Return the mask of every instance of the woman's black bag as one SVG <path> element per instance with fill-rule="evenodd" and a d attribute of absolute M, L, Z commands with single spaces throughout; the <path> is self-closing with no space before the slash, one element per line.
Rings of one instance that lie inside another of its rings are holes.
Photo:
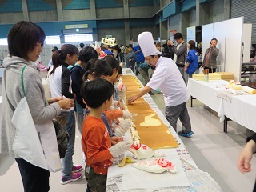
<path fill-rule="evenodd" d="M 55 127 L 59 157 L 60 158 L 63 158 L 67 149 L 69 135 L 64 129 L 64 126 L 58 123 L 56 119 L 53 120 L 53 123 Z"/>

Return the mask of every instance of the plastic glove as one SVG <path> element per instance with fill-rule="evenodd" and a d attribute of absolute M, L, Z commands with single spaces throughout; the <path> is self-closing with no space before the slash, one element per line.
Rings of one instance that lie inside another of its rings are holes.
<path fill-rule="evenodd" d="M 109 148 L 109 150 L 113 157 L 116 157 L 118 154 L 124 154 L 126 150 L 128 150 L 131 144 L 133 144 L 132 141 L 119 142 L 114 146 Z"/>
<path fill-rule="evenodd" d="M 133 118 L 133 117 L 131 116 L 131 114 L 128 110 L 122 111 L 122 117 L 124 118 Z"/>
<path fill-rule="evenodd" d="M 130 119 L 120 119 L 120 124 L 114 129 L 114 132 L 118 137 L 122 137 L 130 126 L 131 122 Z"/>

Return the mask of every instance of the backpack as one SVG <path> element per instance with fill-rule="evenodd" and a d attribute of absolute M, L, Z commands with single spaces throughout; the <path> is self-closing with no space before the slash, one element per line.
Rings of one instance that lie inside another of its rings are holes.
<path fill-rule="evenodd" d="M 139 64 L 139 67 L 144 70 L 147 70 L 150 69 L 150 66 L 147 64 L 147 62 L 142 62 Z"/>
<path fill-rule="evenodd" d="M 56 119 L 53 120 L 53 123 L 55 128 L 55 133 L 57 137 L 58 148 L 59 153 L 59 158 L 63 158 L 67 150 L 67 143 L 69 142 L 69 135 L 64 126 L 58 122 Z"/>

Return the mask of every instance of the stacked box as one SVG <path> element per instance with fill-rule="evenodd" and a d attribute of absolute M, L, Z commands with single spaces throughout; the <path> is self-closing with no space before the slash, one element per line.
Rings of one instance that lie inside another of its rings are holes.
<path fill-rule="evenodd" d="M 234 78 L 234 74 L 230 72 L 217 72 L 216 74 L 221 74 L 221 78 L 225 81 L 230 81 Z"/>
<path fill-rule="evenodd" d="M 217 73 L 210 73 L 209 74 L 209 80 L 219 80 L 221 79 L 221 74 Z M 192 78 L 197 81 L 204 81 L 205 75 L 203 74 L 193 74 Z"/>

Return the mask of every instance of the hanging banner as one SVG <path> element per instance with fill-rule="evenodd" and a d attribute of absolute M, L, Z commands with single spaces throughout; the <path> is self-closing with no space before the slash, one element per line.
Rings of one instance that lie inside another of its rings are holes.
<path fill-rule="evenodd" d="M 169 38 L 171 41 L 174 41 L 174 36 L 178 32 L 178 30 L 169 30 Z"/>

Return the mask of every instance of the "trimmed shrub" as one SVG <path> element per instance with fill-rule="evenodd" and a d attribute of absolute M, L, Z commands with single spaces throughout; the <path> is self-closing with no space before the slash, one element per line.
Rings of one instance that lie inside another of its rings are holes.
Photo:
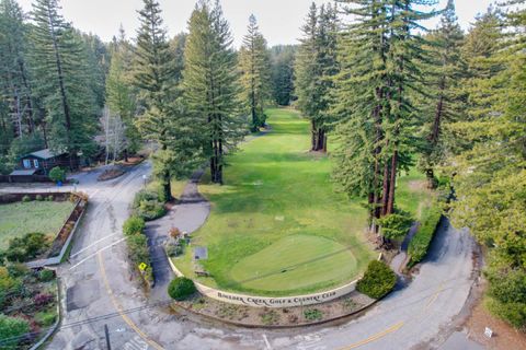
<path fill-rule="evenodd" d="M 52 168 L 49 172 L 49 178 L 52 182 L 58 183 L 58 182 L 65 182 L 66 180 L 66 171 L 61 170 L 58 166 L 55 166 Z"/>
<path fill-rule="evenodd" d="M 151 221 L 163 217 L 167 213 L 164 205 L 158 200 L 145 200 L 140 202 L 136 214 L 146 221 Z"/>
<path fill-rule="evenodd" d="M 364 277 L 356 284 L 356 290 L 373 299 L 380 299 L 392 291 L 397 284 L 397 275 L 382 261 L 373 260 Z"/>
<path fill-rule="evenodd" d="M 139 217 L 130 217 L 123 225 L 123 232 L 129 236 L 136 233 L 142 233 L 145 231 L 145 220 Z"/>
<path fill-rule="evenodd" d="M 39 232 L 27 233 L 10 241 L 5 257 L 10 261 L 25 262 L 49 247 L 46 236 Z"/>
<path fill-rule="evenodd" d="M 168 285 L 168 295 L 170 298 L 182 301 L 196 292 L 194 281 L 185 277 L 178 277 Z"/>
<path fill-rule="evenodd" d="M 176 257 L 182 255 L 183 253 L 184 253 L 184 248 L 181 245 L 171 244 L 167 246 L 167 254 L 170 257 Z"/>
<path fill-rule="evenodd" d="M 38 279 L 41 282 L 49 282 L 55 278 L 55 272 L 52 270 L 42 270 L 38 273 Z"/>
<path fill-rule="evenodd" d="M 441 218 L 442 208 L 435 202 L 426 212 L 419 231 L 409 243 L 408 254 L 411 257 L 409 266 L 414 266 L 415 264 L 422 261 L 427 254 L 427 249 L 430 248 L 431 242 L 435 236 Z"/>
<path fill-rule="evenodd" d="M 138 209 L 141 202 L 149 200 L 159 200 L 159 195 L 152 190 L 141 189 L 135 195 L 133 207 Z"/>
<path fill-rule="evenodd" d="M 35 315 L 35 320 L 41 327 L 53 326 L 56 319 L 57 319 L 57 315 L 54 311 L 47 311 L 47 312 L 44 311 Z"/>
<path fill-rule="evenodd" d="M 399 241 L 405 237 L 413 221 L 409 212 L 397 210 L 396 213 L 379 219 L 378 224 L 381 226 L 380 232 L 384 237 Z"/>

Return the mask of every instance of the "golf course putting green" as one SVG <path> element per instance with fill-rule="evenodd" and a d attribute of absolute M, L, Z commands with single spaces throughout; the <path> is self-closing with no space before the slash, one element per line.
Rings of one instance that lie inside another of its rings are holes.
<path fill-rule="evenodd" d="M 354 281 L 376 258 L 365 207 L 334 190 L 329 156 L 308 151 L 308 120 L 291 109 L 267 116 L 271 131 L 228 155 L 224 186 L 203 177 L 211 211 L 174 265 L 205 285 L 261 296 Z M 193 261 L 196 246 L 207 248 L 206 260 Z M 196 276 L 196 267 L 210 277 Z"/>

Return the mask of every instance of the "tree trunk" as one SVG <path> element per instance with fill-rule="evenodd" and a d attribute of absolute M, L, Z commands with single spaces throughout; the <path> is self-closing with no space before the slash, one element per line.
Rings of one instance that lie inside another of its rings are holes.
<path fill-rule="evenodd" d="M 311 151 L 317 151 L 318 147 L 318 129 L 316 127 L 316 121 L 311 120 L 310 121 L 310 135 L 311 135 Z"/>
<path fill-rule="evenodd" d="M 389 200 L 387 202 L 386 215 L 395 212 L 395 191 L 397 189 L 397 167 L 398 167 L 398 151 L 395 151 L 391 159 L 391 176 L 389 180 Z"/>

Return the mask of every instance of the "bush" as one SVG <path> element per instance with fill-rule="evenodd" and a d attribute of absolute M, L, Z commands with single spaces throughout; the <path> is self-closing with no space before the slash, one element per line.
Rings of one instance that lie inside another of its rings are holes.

▶ _Requirement_
Print every row above verbatim, leaving out the pictures.

▶ _The output_
Return the mask of every instance of the woman's black bag as one SVG <path> element per instance with fill-rule="evenodd" and a d attribute of absolute M, L, Z commands with single spaces throughout; the <path> is self-closing with no space before the slash, one element per line.
Rings of one instance that lie inside another of its rings are holes.
Photo:
<path fill-rule="evenodd" d="M 55 127 L 59 157 L 60 158 L 63 158 L 67 149 L 69 135 L 64 129 L 64 126 L 58 123 L 56 119 L 53 120 L 53 123 Z"/>

Return the mask of every instance of the plastic glove as one SVG <path> element per instance with fill-rule="evenodd" and a d attribute of absolute M, L, Z commands with single spaces throughout; the <path> is self-closing with no space before the slash, one element per line.
Rings of one instance that lie inside another of its rings are holes.
<path fill-rule="evenodd" d="M 109 148 L 109 150 L 113 157 L 116 157 L 118 154 L 124 154 L 126 150 L 128 150 L 131 144 L 133 144 L 132 141 L 119 142 L 114 146 Z"/>
<path fill-rule="evenodd" d="M 133 118 L 133 117 L 131 116 L 131 114 L 128 110 L 122 111 L 122 117 L 124 118 Z"/>
<path fill-rule="evenodd" d="M 130 119 L 120 119 L 120 124 L 114 129 L 114 132 L 118 137 L 122 137 L 130 126 L 131 122 Z"/>

Return the mask of every instance of the backpack as one SVG <path> element per instance with fill-rule="evenodd" and a d attribute of absolute M, L, Z commands with single spaces throughout; the <path> is self-closing with no space before the slash, one element per line.
Rings of one instance that lie inside another of its rings are holes.
<path fill-rule="evenodd" d="M 139 64 L 139 67 L 144 70 L 147 70 L 150 69 L 150 66 L 147 64 L 147 62 L 142 62 Z"/>
<path fill-rule="evenodd" d="M 56 119 L 53 120 L 53 123 L 55 128 L 55 133 L 57 137 L 58 148 L 59 153 L 59 158 L 63 158 L 67 150 L 67 143 L 69 142 L 69 135 L 64 126 L 58 122 Z"/>

Return the mask of every instance of the stacked box as one SVG <path> element per instance with fill-rule="evenodd" and a d attribute of absolute M, L, Z commands with single spaces throughout; the <path> is self-closing with no space before the slash, one element per line.
Rings of one instance that lie inside another of its rings are holes.
<path fill-rule="evenodd" d="M 234 78 L 234 74 L 230 72 L 217 72 L 216 74 L 221 74 L 221 78 L 225 81 L 230 81 Z"/>
<path fill-rule="evenodd" d="M 217 73 L 210 73 L 209 74 L 209 80 L 219 80 L 221 79 L 221 74 Z M 192 78 L 197 81 L 204 81 L 205 75 L 203 74 L 193 74 Z"/>

Return the mask of every instance of the hanging banner as one SVG <path> element per instance with fill-rule="evenodd" and a d attribute of absolute M, L, Z commands with single spaces throughout; the <path> is self-closing with no space before the slash, one element per line.
Rings of one instance that lie inside another of its rings are holes.
<path fill-rule="evenodd" d="M 169 38 L 171 41 L 174 41 L 174 36 L 178 32 L 178 30 L 169 30 Z"/>

Return the mask of every instance of the "trimmed shrub" as one SVG <path> element per instance with fill-rule="evenodd" and a d attribute of absolute M, L, Z commands with single spaces throughout; the <path> is self-closing with no space before the slash, one element per line.
Rings of one instance that lie inside another of its rings are holes.
Photo:
<path fill-rule="evenodd" d="M 52 168 L 49 172 L 49 178 L 52 182 L 58 183 L 58 182 L 65 182 L 66 180 L 66 171 L 61 170 L 58 166 L 55 166 Z"/>
<path fill-rule="evenodd" d="M 151 221 L 163 217 L 167 213 L 164 205 L 158 200 L 145 200 L 140 202 L 136 214 L 146 221 Z"/>
<path fill-rule="evenodd" d="M 364 277 L 356 284 L 356 290 L 373 299 L 380 299 L 392 291 L 397 284 L 397 275 L 382 261 L 373 260 Z"/>
<path fill-rule="evenodd" d="M 139 217 L 130 217 L 123 225 L 123 232 L 129 236 L 136 233 L 142 233 L 145 231 L 145 220 Z"/>
<path fill-rule="evenodd" d="M 39 232 L 27 233 L 10 241 L 5 257 L 10 261 L 25 262 L 49 247 L 46 236 Z"/>
<path fill-rule="evenodd" d="M 168 285 L 168 295 L 170 298 L 182 301 L 196 292 L 194 281 L 185 277 L 178 277 Z"/>
<path fill-rule="evenodd" d="M 176 257 L 182 255 L 183 253 L 184 253 L 184 248 L 181 245 L 171 244 L 167 246 L 167 254 L 170 257 Z"/>
<path fill-rule="evenodd" d="M 38 279 L 41 282 L 49 282 L 55 278 L 55 272 L 52 270 L 42 270 L 38 273 Z"/>
<path fill-rule="evenodd" d="M 441 218 L 442 208 L 435 202 L 426 212 L 419 231 L 409 243 L 408 254 L 411 257 L 409 266 L 414 266 L 415 264 L 422 261 L 427 254 L 427 249 L 430 248 L 431 242 L 435 236 Z"/>
<path fill-rule="evenodd" d="M 138 209 L 141 202 L 149 200 L 159 200 L 159 195 L 152 190 L 141 189 L 135 195 L 133 207 Z"/>
<path fill-rule="evenodd" d="M 35 315 L 35 320 L 41 327 L 53 326 L 56 319 L 57 319 L 57 315 L 54 311 L 47 311 L 47 312 L 44 311 Z"/>
<path fill-rule="evenodd" d="M 399 241 L 405 237 L 413 221 L 409 212 L 397 210 L 396 213 L 379 219 L 378 224 L 381 226 L 380 232 L 384 237 Z"/>

Return the mask of every instance of the "golf course putting green" as one SVG <path> element per instance with fill-rule="evenodd" and a d attribute of absolute M, L, Z commands with single spaces throughout; the <path> is self-closing with no space before the slash, one element per line.
Rings of one instance that lie inside another of its rings are holes.
<path fill-rule="evenodd" d="M 354 281 L 376 258 L 365 207 L 334 190 L 329 156 L 308 151 L 308 120 L 291 109 L 267 116 L 271 131 L 228 155 L 224 186 L 203 177 L 211 211 L 174 265 L 205 285 L 261 296 Z M 193 261 L 196 246 L 207 248 L 206 260 Z M 196 276 L 196 267 L 210 277 Z"/>

Return the mask of every instance of the "tree trunk" as one SVG <path> element per instance with fill-rule="evenodd" and a d attribute of absolute M, L, Z commands with single spaces throughout; the <path> is self-closing with no space before the slash, one element per line.
Rings of one instance that lie inside another of its rings are holes.
<path fill-rule="evenodd" d="M 311 151 L 317 151 L 318 147 L 318 129 L 316 127 L 316 121 L 311 120 L 310 121 L 310 135 L 311 135 Z"/>
<path fill-rule="evenodd" d="M 389 200 L 387 202 L 386 215 L 395 212 L 395 191 L 397 189 L 397 167 L 398 167 L 398 151 L 395 151 L 391 159 L 391 176 L 389 180 Z"/>

Return the mask of every instance of the "bush" as one SVG <path> element per instance with fill-rule="evenodd" and a d attribute of absolute M, L, Z commands with single spaces throughout; the <path> is self-closing with no space before the slash, one element per line.
Rings of one instance that lie inside another of its rings are holes.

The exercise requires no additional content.